EXCERPT TO READ:

I See, I Hear, I Touch

Learning styles are simply various approaches or ways of learning. While some people are auditory and learn by hearing, others may learn more effectively by visualizing or seeing pictures in order to retain images. Still others learn by physically manipulating an object to fully understand them. Knowing your child’s learning style will help you select the best curriculum suited for your child and also help you develop coping strategies to compensate for their weaknesses and capitalize on their strengths. There is no right or wrong learning style. Most children show a preference for one of the following basic learning styles: visual, auditory, kinesthetic/ manipulative. It is not uncommon to show a combination of two learning styles; the primary and secondary learning style. Parents also show a preference for one of these learning styles. It is not unusual for parents to prefer a different style of learning than their child. In order to work effectively with your child it is important to understand your own learning style. Go here to take a free learning style quiz. Go here to see a chart identifying the different styles.

YOUR TASKS:
(a) What three basic learning styles does the passage on learning styles say most children prefer?
(b) Write the next paragraph of the passage on learning styles, picking up right after its final sentence.

RECORD EXTRACTS:
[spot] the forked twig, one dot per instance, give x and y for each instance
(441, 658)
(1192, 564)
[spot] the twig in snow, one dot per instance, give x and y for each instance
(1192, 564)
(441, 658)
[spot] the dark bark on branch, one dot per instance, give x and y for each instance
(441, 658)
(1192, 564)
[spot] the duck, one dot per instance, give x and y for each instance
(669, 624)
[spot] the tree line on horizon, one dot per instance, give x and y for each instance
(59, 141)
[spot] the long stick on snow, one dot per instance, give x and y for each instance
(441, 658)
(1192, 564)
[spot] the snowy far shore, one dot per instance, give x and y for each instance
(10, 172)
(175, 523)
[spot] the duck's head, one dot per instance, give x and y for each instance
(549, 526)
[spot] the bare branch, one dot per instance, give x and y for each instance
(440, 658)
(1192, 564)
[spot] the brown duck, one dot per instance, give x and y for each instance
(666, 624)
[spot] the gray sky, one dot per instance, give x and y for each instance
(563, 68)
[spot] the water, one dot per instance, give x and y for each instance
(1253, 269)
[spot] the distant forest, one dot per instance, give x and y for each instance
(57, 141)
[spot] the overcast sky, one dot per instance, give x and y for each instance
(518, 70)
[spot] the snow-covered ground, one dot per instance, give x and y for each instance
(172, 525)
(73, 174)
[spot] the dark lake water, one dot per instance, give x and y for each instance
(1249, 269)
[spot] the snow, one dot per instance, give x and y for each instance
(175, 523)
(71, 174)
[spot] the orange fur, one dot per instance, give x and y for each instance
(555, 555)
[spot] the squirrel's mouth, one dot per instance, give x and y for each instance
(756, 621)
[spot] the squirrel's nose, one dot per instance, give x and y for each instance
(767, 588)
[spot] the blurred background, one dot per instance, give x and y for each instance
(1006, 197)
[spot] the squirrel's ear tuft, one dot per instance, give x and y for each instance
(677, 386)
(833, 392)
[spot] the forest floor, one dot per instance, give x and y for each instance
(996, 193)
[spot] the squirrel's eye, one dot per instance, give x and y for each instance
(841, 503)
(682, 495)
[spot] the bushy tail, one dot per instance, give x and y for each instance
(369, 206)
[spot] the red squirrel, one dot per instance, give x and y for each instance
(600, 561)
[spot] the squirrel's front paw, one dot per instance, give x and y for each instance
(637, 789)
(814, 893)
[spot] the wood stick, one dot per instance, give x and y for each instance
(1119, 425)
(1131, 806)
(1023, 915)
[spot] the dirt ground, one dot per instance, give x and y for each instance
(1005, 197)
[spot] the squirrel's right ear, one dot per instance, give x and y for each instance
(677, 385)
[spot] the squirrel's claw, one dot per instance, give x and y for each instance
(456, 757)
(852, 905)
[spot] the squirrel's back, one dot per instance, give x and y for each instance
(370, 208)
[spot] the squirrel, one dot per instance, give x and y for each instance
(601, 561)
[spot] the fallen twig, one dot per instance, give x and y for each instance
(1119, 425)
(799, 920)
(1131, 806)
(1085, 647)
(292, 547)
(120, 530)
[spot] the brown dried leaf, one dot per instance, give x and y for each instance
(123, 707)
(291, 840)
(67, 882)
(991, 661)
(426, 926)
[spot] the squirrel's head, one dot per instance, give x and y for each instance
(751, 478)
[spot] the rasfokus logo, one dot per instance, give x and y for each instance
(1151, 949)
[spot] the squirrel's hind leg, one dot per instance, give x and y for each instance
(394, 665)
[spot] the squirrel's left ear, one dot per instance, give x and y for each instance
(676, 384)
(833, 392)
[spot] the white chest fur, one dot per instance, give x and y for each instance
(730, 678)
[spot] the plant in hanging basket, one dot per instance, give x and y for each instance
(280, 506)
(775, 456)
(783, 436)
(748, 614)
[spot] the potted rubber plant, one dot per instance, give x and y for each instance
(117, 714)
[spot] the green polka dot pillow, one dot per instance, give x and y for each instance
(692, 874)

ANSWERS FOR THE TASKS:
(a) Visual, auditory, and kinesthetic/manipulative.

(b)
We all know that no two people learn the same way, so it will definitely benefit you and your child to identify his unique learning style and adapt your curriculum to fit his needs. Perhaps you have a visual/tactile child who enjoys playing online games. What if your child  enjoys reading, writing stories, solitary activities, or playing word games? Then consider learning activities and experiences that incorporate those types of learning skills. If your child can’t sit still for long and prefers socializing, playing group games, or being out-of-doors, take that into consideration when you select his curriculum. Depending upon your observations, your child may best learn from visual, auditory, or tactile experiences. He may best benefit from short, to-the-point lessons, or he may be more project-oriented. If you have a little artist in your midst, then he may need illustrations, diagrams, maps, or models incorporated into his curriculum. Take time to jot your observations down and adjust his curriculum to fit his learning needs.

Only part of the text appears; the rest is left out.